> Entries provided
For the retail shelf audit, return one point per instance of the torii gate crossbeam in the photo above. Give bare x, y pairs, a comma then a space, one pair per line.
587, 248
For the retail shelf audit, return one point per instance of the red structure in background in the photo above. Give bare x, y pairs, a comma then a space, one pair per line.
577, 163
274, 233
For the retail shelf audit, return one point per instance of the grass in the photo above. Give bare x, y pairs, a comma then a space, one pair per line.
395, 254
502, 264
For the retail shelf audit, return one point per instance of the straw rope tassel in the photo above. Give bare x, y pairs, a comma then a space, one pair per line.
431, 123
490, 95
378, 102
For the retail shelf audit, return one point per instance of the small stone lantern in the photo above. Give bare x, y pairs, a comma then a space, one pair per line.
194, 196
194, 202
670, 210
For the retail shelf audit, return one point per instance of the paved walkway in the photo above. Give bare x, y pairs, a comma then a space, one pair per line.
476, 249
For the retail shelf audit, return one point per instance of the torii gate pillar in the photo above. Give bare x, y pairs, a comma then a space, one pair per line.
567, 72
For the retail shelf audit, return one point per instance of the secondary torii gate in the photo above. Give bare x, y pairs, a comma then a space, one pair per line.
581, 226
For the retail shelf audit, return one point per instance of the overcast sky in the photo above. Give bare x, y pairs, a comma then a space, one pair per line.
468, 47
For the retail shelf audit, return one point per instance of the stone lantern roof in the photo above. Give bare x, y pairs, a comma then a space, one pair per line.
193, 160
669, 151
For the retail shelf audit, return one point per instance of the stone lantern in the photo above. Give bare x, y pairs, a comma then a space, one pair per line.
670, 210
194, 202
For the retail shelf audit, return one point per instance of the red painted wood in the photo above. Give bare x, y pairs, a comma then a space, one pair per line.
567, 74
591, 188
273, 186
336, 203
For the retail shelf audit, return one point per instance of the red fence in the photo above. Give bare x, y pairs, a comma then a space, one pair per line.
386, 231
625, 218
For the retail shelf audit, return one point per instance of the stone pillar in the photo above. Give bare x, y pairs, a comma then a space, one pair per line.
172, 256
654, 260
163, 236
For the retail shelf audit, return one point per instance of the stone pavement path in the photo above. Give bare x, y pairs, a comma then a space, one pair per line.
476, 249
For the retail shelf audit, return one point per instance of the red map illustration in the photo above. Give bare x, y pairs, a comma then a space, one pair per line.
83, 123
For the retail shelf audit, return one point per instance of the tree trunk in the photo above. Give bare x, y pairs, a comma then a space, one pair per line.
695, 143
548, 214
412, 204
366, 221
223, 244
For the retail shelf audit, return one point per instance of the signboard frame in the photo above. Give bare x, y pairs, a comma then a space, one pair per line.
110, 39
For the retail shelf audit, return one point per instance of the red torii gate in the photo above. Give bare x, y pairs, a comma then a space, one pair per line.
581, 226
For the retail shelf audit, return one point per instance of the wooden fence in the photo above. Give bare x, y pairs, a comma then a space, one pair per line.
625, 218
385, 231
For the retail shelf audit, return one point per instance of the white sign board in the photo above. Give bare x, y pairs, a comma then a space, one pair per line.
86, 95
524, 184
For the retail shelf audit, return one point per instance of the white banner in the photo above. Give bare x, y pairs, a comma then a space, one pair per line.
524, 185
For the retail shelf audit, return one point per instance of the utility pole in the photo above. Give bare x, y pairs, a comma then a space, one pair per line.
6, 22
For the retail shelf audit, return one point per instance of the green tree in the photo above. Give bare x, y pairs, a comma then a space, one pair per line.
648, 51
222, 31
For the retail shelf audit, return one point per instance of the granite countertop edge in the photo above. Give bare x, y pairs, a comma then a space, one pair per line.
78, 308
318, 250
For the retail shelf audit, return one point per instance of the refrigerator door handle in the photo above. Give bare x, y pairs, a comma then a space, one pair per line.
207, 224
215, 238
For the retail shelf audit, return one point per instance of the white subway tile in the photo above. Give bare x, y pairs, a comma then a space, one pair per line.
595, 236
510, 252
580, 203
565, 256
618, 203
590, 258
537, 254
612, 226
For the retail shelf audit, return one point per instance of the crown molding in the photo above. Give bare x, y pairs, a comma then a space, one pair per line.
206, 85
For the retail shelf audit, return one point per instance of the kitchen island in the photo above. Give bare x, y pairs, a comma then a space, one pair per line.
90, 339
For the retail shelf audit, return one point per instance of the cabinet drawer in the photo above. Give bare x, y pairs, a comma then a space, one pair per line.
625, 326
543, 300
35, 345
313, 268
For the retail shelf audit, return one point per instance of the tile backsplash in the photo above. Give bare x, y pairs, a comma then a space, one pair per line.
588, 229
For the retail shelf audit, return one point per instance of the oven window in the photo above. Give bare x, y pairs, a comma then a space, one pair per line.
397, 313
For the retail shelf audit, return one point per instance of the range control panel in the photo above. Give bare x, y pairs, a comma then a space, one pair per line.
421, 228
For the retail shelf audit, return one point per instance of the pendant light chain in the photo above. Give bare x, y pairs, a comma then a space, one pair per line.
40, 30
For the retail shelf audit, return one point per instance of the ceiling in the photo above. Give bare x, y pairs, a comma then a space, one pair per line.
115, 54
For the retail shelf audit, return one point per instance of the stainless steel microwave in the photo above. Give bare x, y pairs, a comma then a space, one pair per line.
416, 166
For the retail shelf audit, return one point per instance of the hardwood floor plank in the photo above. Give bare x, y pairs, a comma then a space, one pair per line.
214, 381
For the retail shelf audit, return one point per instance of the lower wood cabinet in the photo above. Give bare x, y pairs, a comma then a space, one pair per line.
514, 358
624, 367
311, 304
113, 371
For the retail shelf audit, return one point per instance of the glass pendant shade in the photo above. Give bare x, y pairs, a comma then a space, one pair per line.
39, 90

> Brief
When you repeat the data, keep each line exactly as given.

> Expected output
For the retail shelf audit, return one point per instance of the torii gate crossbeam in the photo above. Give bare x, y pairs, a comma then a space, one pair per line.
587, 248
For the retail shelf audit, return one point per instance of the red structure in background in the photo above. Give bare x, y pairs, a comma then a space, one pair per line.
577, 163
274, 233
For the retail shelf audit, return one point per instance of the grass in the photo above. Give bare x, y pairs, a comma then a space, one pair per line.
395, 254
502, 264
For the retail shelf audit, return one point per instance of the straw rope tassel in the photo above. Give bare x, y pairs, a comma then a space, one pair per line.
431, 123
490, 95
378, 102
For the retail shelf audit, return one point per instance of the small stone lantern in the photo above. Give bare x, y pairs, a comma then a space, one pair per line.
194, 196
194, 202
670, 210
For the retail shelf audit, return one point per instance of the paved walkway in the photo above. Give bare x, y pairs, a comma then a space, one pair per line.
476, 249
For the retail shelf audit, return one point per instance of the torii gate pillar in the photo above. Give bare x, y pairs, a comma then a space, one pair per line.
567, 72
For the retail shelf audit, return one point per instance of the secondary torii gate in the photo above. Give bare x, y pairs, a comma then a space, one pair per line.
581, 226
For the retail shelf audit, return one point per instance of the overcast sky in the photo above. Give bare x, y pairs, a comma then a space, one pair per line.
468, 47
For the retail shelf audit, return one point per instance of the stone lantern roof in the photo above. Give bare x, y pairs, a comma then a space, one pair per line.
193, 160
669, 151
For the retail shelf audit, return one point per instance of the stone lantern in the photo above. Give bare x, y pairs, a comma then a space, one pair per line.
670, 210
194, 202
For the retail shelf audit, return one point per instance of the red painted wood in the photo above. Give bare x, y pairs, a comma then a space, one pair per line.
567, 74
591, 188
273, 186
336, 203
For the retail shelf audit, return one point per instance of the red fence in the photo above. Give bare x, y pairs, a comma then a space, one pair per line.
386, 231
625, 218
For the retail shelf audit, return one point per instance of the stone pillar in the photo above. Give bare x, y pairs, a comma then a space, one pair per line.
172, 256
654, 260
163, 236
For the retail shelf audit, return one point per instance of the stone pavement path in the photo above. Give bare x, y pairs, a comma then a space, one pair per line.
476, 249
For the retail shelf audit, return one point per instance of the red map illustration in the photo above. Give bare x, y pairs, a comma then a space, one pair per line.
83, 123
For the retail shelf audit, return one point per instance of the tree trunk in the photo above. Give bare x, y pairs, a comma then a space, one pair per line.
695, 143
548, 214
412, 204
366, 221
223, 244
For the retail shelf audit, return one point per instance of the signboard frame in the photo above. Give bare x, y pairs, a comma then a space, one pair per line.
110, 39
For the retail shelf audit, return one point per instance of the red torii gate in the photo above. Give bare x, y pairs, a comma then a space, one pair per line.
581, 226
For the retail shelf audit, return one point per instance of the wooden fence in the photo above. Give bare x, y pairs, a comma then a space, one pair per line.
625, 218
385, 231
For the retail shelf audit, return one point per instance of the white sign board in the photo above. Give bare x, y pairs, a comma then a space, one pair per line.
86, 95
524, 184
For the retail shelf audit, return one point per instance of the white banner in the photo above. Give bare x, y pairs, a comma then a space, one pair per line.
524, 185
For the retail shelf audit, return one point per instance of the utility pole in the photo above. Give bare x, y pairs, a comma then a space, one pair per line.
6, 22
For the retail shelf audit, return one point per instance of the green tree in the photo above. Give bare x, y pairs, a comma then a space, one pair per line.
648, 51
222, 31
For the retail shelf audit, return one point per instance of the granite countertop edge in the photo above. Give bare x, y pairs, a comma then a space, one pair per line.
78, 308
318, 250
For the retail shelf audit, return one point per instance of the refrigerator door handle in the photo above. Give bare x, y pairs, a comma then a space, one pair per line.
207, 224
215, 238
For the retail shelf audit, return one point per instance of the white subway tile in the photo above. Give bare x, y pairs, a comma then a space, one pair per line.
595, 236
510, 252
580, 203
565, 256
618, 203
590, 258
537, 254
612, 226
For the retail shelf audit, return one point per instance of the crown molding in the photo above. Give bare x, y pairs, a comma then a space, one pair per line.
206, 85
For the retail shelf audit, return one point per instance of the kitchen island in the photo above. Give bare x, y pairs, a comma then a space, one pair per line.
90, 339
For the retail shelf audit, return one point per instance of the cabinet drawer in the photo above. Give bare x, y pairs, a comma then a space, one pair per line.
625, 326
543, 300
35, 345
313, 268
For the retail shelf audit, return one point per instance of the tile backsplash in the photo above. Give bare x, y pairs, a comma then a space, one pair per line.
588, 229
For the retail shelf audit, return one point per instance of the oven window in the photo above. Give bare x, y pairs, a comma then a space, one pair per line.
397, 313
For the retail shelf audit, return one point per instance of the range control panel in the photo above. Give bare x, y pairs, a comma then a space, one pair per line.
421, 228
For the retail shelf audit, return one point per instance of the pendant light chain in the photo above. Give bare x, y pairs, a comma then a space, one pair per line.
40, 30
For the retail shelf audit, return one point per instance of the ceiling in the photo above. Give bare x, y pairs, a comma then a space, one pair per line.
115, 54
For the retail shelf audit, return one point per instance of the stainless steel microwave in the photo above. Give bare x, y pairs, a comma then a space, one pair per line.
416, 166
For the retail shelf audit, return one point per instance of the hardwood floor plank in the photo above. Give bare x, y pairs, a comma then a space, one pair per line.
214, 381
For the retail shelf audit, return one point per instance of the lower wood cabinet in the photo above. Give bare x, y pairs, a comma then a space, one pair per line.
514, 358
624, 367
311, 304
113, 371
For the retail shelf audit, return one point per instance of the glass pendant shade in the photo above. Give bare x, y pairs, a comma then a space, one pair per line.
39, 90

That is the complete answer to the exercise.